[Records from a data source]
- - - - -

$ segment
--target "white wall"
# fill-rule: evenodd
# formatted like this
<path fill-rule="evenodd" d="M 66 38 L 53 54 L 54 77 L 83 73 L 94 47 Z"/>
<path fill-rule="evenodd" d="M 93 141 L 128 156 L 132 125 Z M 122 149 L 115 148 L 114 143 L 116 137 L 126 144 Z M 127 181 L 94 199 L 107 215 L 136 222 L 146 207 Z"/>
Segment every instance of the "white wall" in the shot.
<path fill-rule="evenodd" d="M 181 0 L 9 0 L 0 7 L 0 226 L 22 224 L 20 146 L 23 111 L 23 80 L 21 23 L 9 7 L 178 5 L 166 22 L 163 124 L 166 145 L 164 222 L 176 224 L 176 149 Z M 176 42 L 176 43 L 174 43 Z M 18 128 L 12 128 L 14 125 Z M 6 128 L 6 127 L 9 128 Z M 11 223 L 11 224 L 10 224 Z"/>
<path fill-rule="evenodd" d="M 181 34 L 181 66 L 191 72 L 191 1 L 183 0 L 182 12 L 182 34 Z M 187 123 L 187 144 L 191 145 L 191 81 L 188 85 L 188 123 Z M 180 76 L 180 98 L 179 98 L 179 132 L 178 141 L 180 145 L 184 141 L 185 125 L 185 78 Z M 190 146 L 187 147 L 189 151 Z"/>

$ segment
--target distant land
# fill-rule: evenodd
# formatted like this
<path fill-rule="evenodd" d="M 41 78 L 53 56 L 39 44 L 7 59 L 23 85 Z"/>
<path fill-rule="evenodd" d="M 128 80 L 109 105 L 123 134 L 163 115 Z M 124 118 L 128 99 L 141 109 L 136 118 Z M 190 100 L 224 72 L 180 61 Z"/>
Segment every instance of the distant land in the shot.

- - - - -

- EXERCISE REQUIREMENTS: Could you return all of the lines above without changing a single character?

- OUTPUT OF THE EXERCISE:
$ segment
--target "white wall"
# fill-rule: evenodd
# formatted like this
<path fill-rule="evenodd" d="M 66 38 L 53 54 L 54 77 L 83 73 L 94 47 Z"/>
<path fill-rule="evenodd" d="M 93 141 L 128 156 L 132 125 Z M 122 149 L 115 148 L 114 143 L 116 137 L 126 144 Z M 127 181 L 94 199 L 107 215 L 136 222 L 146 207 Z"/>
Segment every instance of the "white wall" in the shot.
<path fill-rule="evenodd" d="M 181 0 L 9 0 L 0 7 L 0 226 L 22 224 L 20 146 L 23 111 L 23 80 L 21 23 L 9 7 L 178 5 L 166 22 L 163 124 L 166 145 L 164 222 L 176 224 L 176 149 Z M 176 42 L 176 43 L 174 43 Z M 18 128 L 12 128 L 14 125 Z M 6 128 L 6 127 L 9 128 Z M 11 223 L 11 224 L 10 224 Z"/>
<path fill-rule="evenodd" d="M 181 34 L 181 66 L 191 72 L 191 1 L 183 0 L 182 12 L 182 34 Z M 187 123 L 187 144 L 191 145 L 191 81 L 188 85 L 188 123 Z M 180 76 L 180 98 L 179 98 L 179 132 L 178 141 L 180 145 L 184 141 L 185 125 L 185 78 Z M 190 146 L 187 147 L 189 151 Z"/>

$ segment
--target distant land
# fill-rule: evenodd
# formatted like this
<path fill-rule="evenodd" d="M 41 78 L 53 56 L 39 44 L 7 59 L 23 85 Z"/>
<path fill-rule="evenodd" d="M 128 80 L 109 105 L 123 134 L 163 115 Z M 124 118 L 128 99 L 141 109 L 136 118 Z M 190 100 L 224 72 L 180 61 Z"/>
Segment every instance of the distant land in the shot.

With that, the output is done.